Reproduce the data below word for word, starting at the line containing "Segment the blue" and ending with the line containing "M323 178L335 187L371", both included.

□ □ □ □ □

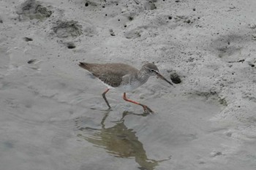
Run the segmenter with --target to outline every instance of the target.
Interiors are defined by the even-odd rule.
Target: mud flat
[[[256,1],[0,1],[4,169],[256,168]],[[80,61],[154,62],[122,100]]]

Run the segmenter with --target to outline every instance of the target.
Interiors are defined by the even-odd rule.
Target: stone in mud
[[[175,84],[179,84],[181,82],[181,80],[177,73],[173,72],[170,74],[170,78]]]

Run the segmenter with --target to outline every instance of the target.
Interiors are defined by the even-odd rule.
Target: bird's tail
[[[79,66],[82,67],[83,69],[87,69],[87,64],[86,63],[79,63]]]

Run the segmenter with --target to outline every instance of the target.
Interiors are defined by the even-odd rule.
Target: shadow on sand
[[[143,144],[136,136],[133,129],[128,128],[124,125],[124,117],[127,115],[146,116],[147,114],[135,114],[124,112],[121,120],[114,122],[116,124],[110,128],[105,128],[105,121],[109,115],[107,112],[101,121],[101,128],[79,127],[78,130],[84,132],[78,135],[78,137],[103,148],[107,152],[117,158],[132,158],[139,164],[139,169],[153,170],[159,163],[170,159],[170,157],[163,160],[148,159],[143,148]],[[90,135],[88,135],[88,134]]]

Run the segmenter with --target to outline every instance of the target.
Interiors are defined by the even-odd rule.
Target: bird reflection
[[[108,114],[108,112],[106,113],[102,118],[100,129],[79,127],[78,129],[86,132],[86,134],[79,134],[78,136],[97,147],[104,148],[107,152],[115,157],[134,158],[135,161],[140,165],[138,169],[141,170],[153,170],[159,163],[170,159],[170,158],[159,161],[148,159],[143,144],[135,135],[136,132],[124,125],[124,118],[127,115],[132,114],[140,116],[146,116],[146,115],[124,112],[120,121],[116,122],[114,126],[106,128],[105,120]]]

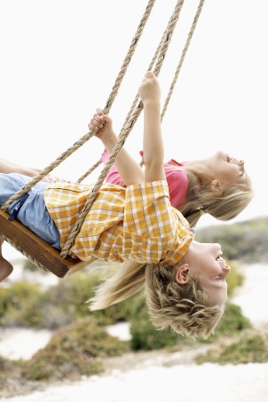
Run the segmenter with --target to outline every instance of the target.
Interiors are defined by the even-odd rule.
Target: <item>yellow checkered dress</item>
[[[60,233],[63,247],[92,185],[54,183],[44,200]],[[165,180],[130,185],[104,183],[76,235],[70,255],[105,261],[177,263],[193,233],[179,211],[170,206]]]

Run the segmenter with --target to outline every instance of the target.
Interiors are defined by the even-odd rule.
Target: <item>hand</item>
[[[142,83],[138,88],[138,95],[143,101],[143,104],[147,102],[160,102],[161,90],[158,78],[153,71],[148,71],[142,80]]]
[[[91,130],[96,130],[95,136],[102,141],[114,134],[113,121],[108,114],[105,114],[102,109],[98,108],[91,122],[88,125]]]

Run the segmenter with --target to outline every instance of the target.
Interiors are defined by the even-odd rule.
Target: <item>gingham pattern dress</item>
[[[44,200],[60,233],[61,248],[75,224],[92,185],[55,183]],[[170,206],[165,180],[130,185],[104,183],[76,235],[70,255],[105,261],[177,264],[193,233]]]

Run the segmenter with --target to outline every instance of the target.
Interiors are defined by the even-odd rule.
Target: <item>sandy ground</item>
[[[244,271],[244,286],[237,289],[233,302],[241,306],[256,328],[266,327],[266,309],[257,306],[260,301],[261,305],[268,304],[268,266],[254,264],[245,266]],[[2,332],[0,354],[9,355],[11,359],[17,359],[20,354],[21,358],[28,359],[50,338],[48,331],[23,331]],[[124,339],[129,336],[126,326],[112,327],[109,332]],[[116,368],[114,364],[114,368],[112,365],[106,374],[1,399],[9,402],[268,402],[268,363],[197,366],[185,353],[148,354],[136,364],[129,362],[126,371]]]

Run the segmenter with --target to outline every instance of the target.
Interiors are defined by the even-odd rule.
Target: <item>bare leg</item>
[[[5,280],[13,271],[13,267],[2,255],[4,240],[0,238],[0,282]]]
[[[1,173],[20,173],[21,175],[34,177],[41,170],[34,168],[27,168],[18,165],[5,159],[0,158],[0,172]]]

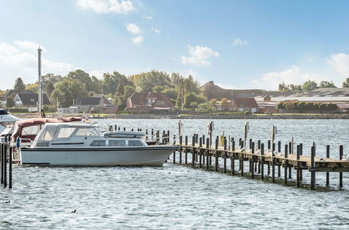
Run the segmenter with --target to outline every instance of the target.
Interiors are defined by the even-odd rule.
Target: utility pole
[[[39,86],[38,86],[38,112],[40,114],[40,116],[42,116],[42,111],[43,111],[43,85],[41,84],[41,51],[42,49],[40,48],[38,49],[38,77],[39,77]]]

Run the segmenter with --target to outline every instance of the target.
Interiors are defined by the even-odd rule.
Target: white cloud
[[[160,29],[158,29],[156,28],[151,27],[151,31],[156,33],[161,33],[161,31]]]
[[[89,9],[98,13],[114,13],[126,14],[135,8],[131,1],[119,0],[77,0],[77,4],[82,9]]]
[[[333,54],[327,59],[327,61],[338,72],[346,76],[349,75],[349,54],[343,53]]]
[[[143,40],[144,40],[144,38],[143,38],[142,36],[138,36],[135,38],[133,38],[131,39],[132,42],[135,44],[140,44],[142,43]]]
[[[151,20],[151,19],[153,19],[153,17],[151,17],[151,16],[143,15],[143,18],[145,18],[145,19],[146,19],[146,20]]]
[[[248,43],[246,40],[242,40],[240,38],[237,38],[234,40],[234,45],[247,45]]]
[[[127,31],[133,34],[142,33],[142,30],[140,28],[133,23],[127,23],[125,24],[125,26],[126,26]]]
[[[15,46],[17,44],[17,46]],[[38,56],[36,49],[26,50],[28,46],[18,45],[17,42],[13,43],[0,43],[0,76],[1,76],[1,87],[10,89],[13,86],[15,79],[21,77],[24,83],[34,83],[38,77]],[[25,43],[23,43],[25,44]],[[27,44],[35,44],[28,42]],[[65,75],[76,68],[69,63],[42,58],[42,74],[52,72]]]
[[[40,45],[38,43],[31,42],[29,40],[15,40],[13,41],[13,43],[17,46],[18,47],[26,49],[26,50],[30,50],[31,52],[34,52],[38,50],[39,47],[43,49],[43,52],[46,52],[46,49],[42,45]]]
[[[181,63],[184,65],[191,65],[196,66],[208,66],[211,65],[207,59],[211,56],[218,57],[219,54],[213,51],[207,47],[197,45],[192,47],[188,45],[190,56],[182,56]]]
[[[319,82],[329,79],[316,73],[305,73],[297,66],[292,66],[290,69],[282,72],[268,72],[262,75],[259,79],[253,79],[251,82],[258,89],[277,90],[279,84],[302,84],[307,80]]]

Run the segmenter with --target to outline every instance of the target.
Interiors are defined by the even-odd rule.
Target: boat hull
[[[53,166],[161,166],[173,146],[142,148],[21,149],[22,164]]]

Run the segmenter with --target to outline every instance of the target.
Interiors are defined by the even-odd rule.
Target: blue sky
[[[348,1],[0,0],[0,89],[81,68],[153,68],[230,89],[349,77]]]

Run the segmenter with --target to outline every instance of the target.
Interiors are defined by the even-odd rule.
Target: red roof
[[[258,104],[255,101],[255,98],[232,98],[234,103],[237,107],[244,107],[244,108],[258,108]]]

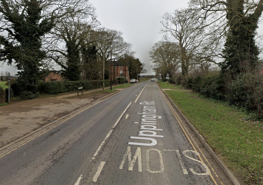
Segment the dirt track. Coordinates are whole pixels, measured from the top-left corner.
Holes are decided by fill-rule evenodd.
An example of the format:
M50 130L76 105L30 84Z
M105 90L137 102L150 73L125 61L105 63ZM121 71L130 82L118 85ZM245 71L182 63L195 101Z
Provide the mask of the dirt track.
M0 107L0 148L110 94L94 91L11 103Z

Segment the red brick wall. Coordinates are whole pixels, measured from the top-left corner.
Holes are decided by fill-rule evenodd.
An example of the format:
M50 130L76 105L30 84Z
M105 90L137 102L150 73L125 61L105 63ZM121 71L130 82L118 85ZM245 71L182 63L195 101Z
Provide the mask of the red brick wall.
M58 74L52 72L45 79L45 81L49 82L53 81L63 81L63 78Z
M113 67L113 66L112 66L112 79L116 79L119 77L120 75L121 74L120 71L122 70L122 72L124 73L124 76L126 77L128 76L128 71L125 71L125 70L127 70L127 66L122 66L122 68L120 68L119 66L117 66L117 68L114 68ZM129 78L129 79L130 79Z

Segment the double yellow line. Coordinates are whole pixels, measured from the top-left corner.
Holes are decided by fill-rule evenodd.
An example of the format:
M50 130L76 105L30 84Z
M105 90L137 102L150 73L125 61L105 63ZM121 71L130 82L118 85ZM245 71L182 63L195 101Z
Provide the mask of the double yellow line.
M183 131L184 133L184 134L185 135L185 136L186 136L186 138L187 138L187 139L188 139L188 140L189 141L189 142L191 144L191 145L192 145L192 146L193 147L193 148L194 149L194 150L196 152L198 152L197 151L197 150L196 150L196 148L197 148L198 149L198 150L201 153L201 155L202 155L202 156L205 160L205 161L206 162L206 163L208 164L208 165L209 166L211 169L212 170L212 171L213 172L213 173L214 173L214 174L215 174L215 175L216 177L217 178L217 179L218 180L218 181L220 182L220 183L221 183L221 184L222 185L224 185L224 184L222 182L220 181L220 179L219 178L219 177L218 177L218 175L216 174L216 173L215 172L215 170L214 169L214 168L212 167L211 164L209 162L208 160L207 160L207 159L205 157L205 156L204 154L204 153L203 153L203 152L202 152L202 150L200 149L200 148L199 147L198 147L198 145L197 145L197 144L195 142L195 141L194 140L194 139L191 136L191 134L190 134L190 133L189 133L188 130L186 129L185 126L184 125L183 125L183 124L182 124L182 120L181 120L181 119L180 119L180 117L178 116L177 113L176 113L176 112L175 110L174 109L173 107L173 106L172 106L172 105L170 103L170 102L169 102L169 101L168 101L168 100L166 98L166 97L165 97L165 96L164 95L164 93L163 92L162 90L161 89L160 89L159 87L159 90L160 90L160 91L161 91L161 93L162 95L163 95L163 96L164 97L164 99L165 100L165 101L167 103L167 104L168 105L168 106L170 108L170 109L171 111L173 113L173 114L174 115L174 116L175 117L175 118L176 119L176 120L177 120L177 122L179 123L179 125L180 125L180 126L181 127L181 128L183 130ZM194 143L195 145L194 145L193 144L193 143L191 141L191 139L190 139L190 138L190 138L191 139L191 140L192 140L193 142ZM195 147L195 145L196 147ZM201 157L200 155L198 155L198 157L200 159L200 160L202 162L204 163L204 164L205 164L204 163L204 161L203 160L203 159L202 159L202 158ZM211 177L211 178L212 179L212 180L213 181L213 182L214 182L214 183L215 183L215 185L218 185L218 184L216 182L214 178L214 177L212 175L212 174L211 173L209 174L209 175L210 177Z

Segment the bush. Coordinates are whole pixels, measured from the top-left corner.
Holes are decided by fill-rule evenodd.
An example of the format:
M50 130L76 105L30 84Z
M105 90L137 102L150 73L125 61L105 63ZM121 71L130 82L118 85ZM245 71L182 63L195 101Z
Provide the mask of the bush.
M110 86L110 81L104 80L104 86ZM102 88L103 80L65 81L62 82L41 82L38 84L38 90L40 93L55 94L75 92L79 87L87 90Z
M18 87L18 84L17 82L14 82L11 84L10 87L13 90L13 94L16 96L18 96L19 95L20 91Z
M6 103L8 103L8 88L7 88L6 89ZM12 90L12 89L11 88L10 89L10 96L9 98L11 99L11 98L13 96L13 91Z
M210 74L198 76L190 80L193 90L209 98L218 100L225 99L224 82L218 74Z

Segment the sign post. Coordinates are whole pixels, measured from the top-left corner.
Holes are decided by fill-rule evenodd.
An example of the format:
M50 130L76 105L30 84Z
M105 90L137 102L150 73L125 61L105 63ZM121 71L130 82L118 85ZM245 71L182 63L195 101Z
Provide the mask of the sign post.
M168 79L169 79L169 77L170 76L170 75L169 73L166 74L166 79L167 80L167 85L168 86Z

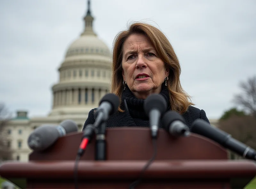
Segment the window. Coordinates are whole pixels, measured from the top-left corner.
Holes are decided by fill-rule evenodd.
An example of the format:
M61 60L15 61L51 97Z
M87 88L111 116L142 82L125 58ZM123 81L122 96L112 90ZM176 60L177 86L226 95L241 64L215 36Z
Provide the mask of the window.
M92 103L94 103L94 89L92 90Z
M72 102L74 102L74 94L75 94L75 91L74 89L72 89Z
M99 99L100 99L100 95L101 94L100 94L101 92L101 90L100 89L99 89Z
M10 148L11 144L11 141L8 141L7 142L7 147L8 148Z
M20 141L18 141L18 148L19 149L20 149L21 148L21 144L22 144L22 142Z
M88 90L87 89L85 89L85 103L87 104L88 102Z
M80 104L81 103L81 89L78 89L78 103Z

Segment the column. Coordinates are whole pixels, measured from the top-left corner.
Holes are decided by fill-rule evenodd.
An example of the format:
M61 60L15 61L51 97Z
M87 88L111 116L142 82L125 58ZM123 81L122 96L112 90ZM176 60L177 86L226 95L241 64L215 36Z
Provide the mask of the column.
M61 91L61 105L65 105L65 100L66 100L66 91L63 90Z
M94 104L98 104L100 100L99 96L99 89L95 89L94 90Z
M56 99L55 96L55 92L53 92L53 102L52 102L52 108L54 108L54 107L55 107L55 106L56 105L56 104L55 104L56 103Z
M61 105L61 91L58 91L58 106L60 107Z
M81 105L84 105L85 103L85 89L82 88L81 89Z
M73 104L74 105L77 105L78 104L78 89L75 89L74 92L74 101Z
M88 89L88 104L92 104L92 89Z

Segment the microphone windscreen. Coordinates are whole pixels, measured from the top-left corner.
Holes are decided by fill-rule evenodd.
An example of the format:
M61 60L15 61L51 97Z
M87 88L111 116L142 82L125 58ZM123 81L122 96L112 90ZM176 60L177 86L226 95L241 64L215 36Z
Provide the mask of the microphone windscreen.
M68 134L73 132L77 132L78 126L74 121L70 119L67 119L62 121L60 125L62 126L65 130L66 133Z
M51 145L59 137L54 125L43 125L36 129L28 139L28 146L35 151L42 151Z
M101 99L99 105L103 102L108 102L112 106L112 109L110 112L110 115L112 114L116 111L120 103L119 98L116 95L113 93L108 93L105 95Z
M221 145L224 144L230 135L211 126L202 119L197 119L191 126L191 132L209 138Z
M173 121L177 120L186 124L185 120L179 113L174 111L168 111L163 116L162 122L163 127L168 130L171 124Z
M156 108L163 113L167 109L167 102L164 97L160 94L152 94L145 100L143 104L144 111L148 116L152 109Z

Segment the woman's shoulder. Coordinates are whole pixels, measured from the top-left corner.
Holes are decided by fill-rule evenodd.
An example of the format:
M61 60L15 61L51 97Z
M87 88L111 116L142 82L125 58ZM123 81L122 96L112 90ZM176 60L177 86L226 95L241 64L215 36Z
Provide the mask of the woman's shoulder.
M182 115L182 116L189 128L194 122L198 119L201 119L210 123L204 110L192 106L189 106L188 110Z
M95 119L94 118L94 114L95 111L97 110L97 108L94 108L92 109L88 113L88 117L84 123L84 127L83 128L83 131L85 128L86 126L88 124L93 124L94 123L95 121Z

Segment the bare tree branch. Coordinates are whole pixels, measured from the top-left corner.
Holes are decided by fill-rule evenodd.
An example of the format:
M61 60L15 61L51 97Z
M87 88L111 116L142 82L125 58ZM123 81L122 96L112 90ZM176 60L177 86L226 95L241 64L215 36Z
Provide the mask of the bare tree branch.
M0 162L12 159L12 150L5 129L11 118L11 114L4 104L0 104Z
M243 92L235 96L234 102L256 117L256 76L241 82L239 87Z

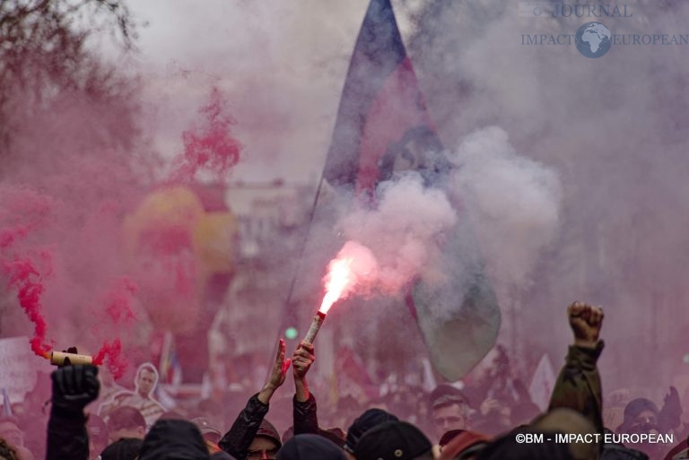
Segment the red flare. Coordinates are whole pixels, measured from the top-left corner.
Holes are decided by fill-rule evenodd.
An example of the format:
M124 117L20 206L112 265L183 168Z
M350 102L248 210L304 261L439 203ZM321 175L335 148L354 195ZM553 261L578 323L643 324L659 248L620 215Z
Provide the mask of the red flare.
M103 361L107 360L108 370L110 371L112 377L117 380L125 375L126 370L126 360L121 355L122 343L119 342L119 339L115 339L112 343L105 342L96 356L93 357L93 364L100 366L103 364Z
M334 259L330 262L326 277L326 295L318 308L318 311L324 315L327 314L330 307L339 300L353 283L352 262L353 262L352 258Z

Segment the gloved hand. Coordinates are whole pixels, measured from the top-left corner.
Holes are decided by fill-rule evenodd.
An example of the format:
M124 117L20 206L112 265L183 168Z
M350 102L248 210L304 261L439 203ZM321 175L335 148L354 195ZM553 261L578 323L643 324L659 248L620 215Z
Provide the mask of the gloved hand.
M98 397L100 382L95 366L65 366L50 376L53 379L53 407L83 413L83 408Z

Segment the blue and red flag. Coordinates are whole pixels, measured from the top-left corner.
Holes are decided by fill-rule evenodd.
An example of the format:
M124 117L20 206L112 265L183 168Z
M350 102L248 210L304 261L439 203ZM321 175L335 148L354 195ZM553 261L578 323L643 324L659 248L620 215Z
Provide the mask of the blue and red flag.
M323 178L335 187L371 193L397 171L417 170L442 187L451 169L431 121L389 0L371 0L349 65ZM439 285L417 282L407 296L433 367L463 377L493 346L500 308L484 275L466 215L443 247L447 273ZM451 278L451 276L449 277ZM442 310L442 317L434 311Z

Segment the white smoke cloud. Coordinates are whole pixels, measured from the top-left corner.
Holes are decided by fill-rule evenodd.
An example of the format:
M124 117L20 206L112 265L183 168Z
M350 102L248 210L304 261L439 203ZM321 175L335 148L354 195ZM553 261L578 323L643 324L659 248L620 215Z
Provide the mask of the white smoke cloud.
M437 256L435 240L457 221L457 213L447 195L425 188L416 172L381 183L378 194L376 208L358 204L337 227L345 238L370 247L378 262L378 275L362 288L394 294Z
M452 193L467 207L491 277L500 287L524 286L558 230L556 173L518 155L496 126L472 133L450 159Z

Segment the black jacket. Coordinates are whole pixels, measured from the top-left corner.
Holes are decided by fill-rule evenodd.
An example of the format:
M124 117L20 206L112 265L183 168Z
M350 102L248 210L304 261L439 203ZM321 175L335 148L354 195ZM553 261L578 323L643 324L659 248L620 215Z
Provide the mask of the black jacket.
M247 405L237 416L230 430L218 443L220 448L237 460L247 458L249 447L267 412L268 405L258 401L257 393L249 398Z
M317 413L316 398L312 393L309 394L309 399L303 403L297 401L297 396L292 399L294 419L294 436L299 434L318 434L318 416Z
M292 416L294 418L294 434L317 434L318 418L317 415L316 398L313 394L304 403L292 399ZM218 443L220 448L237 458L245 460L249 447L258 433L264 417L268 412L268 405L258 401L258 394L251 396L247 405L237 416L230 430Z
M53 405L48 421L46 460L89 460L89 433L83 411Z

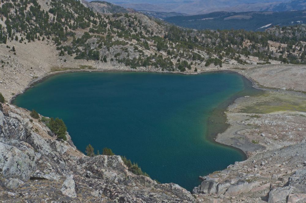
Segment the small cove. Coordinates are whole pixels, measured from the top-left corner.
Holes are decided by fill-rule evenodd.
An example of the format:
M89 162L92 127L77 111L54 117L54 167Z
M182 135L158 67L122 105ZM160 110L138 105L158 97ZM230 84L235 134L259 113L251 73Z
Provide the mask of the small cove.
M190 191L199 176L245 159L212 138L227 126L226 106L256 93L251 86L229 73L73 73L48 77L12 103L62 118L82 151L89 144L110 148L152 179Z

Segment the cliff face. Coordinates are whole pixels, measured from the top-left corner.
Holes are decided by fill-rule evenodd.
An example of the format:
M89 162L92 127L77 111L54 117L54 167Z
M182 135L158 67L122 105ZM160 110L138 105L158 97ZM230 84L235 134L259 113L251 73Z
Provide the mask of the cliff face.
M119 156L89 157L54 140L23 109L0 103L0 199L2 202L193 202L190 192L129 171Z

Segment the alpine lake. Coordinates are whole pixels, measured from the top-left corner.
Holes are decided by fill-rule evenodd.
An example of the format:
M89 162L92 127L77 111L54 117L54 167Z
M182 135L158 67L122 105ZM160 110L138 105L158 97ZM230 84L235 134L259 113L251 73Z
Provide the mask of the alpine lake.
M110 148L152 179L190 191L199 176L246 159L213 138L228 127L227 106L258 91L230 72L80 72L47 77L12 103L62 119L83 152L88 144Z

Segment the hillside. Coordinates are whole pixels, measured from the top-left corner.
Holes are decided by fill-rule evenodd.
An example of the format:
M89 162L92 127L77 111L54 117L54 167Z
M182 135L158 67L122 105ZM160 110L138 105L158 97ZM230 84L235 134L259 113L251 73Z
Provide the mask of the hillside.
M305 25L198 31L103 2L4 0L0 7L2 201L304 202ZM236 100L226 112L230 127L216 137L248 159L201 177L192 195L132 173L119 156L85 156L68 134L57 139L42 116L8 103L54 73L109 70L229 70L251 80L266 92Z
M238 30L263 31L275 26L289 26L304 23L304 10L281 12L218 12L189 16L169 17L165 20L193 29Z

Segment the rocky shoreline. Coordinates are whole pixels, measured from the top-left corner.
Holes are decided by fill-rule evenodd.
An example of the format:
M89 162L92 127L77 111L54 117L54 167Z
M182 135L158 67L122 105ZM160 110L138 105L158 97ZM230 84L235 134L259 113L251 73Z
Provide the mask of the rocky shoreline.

□ □ □ □ □

_Output of the task:_
Segment the blue and red flag. Coordinates are whole pixels, measured from the top-left corner.
Holes are decided by fill-rule evenodd.
An example of the format:
M124 117L20 206L112 265L183 168Z
M350 102L248 210L304 261L439 203ZM321 175L335 148L354 195ZM553 261L578 323L643 324L659 248L620 215Z
Provide the mask of the blue and red flag.
M323 178L335 187L371 193L397 171L417 170L442 187L451 169L431 121L389 0L371 0L349 65ZM439 285L417 282L407 296L433 367L463 377L493 346L500 308L484 275L466 215L443 247L447 273ZM451 278L451 276L449 277ZM442 310L442 317L434 311Z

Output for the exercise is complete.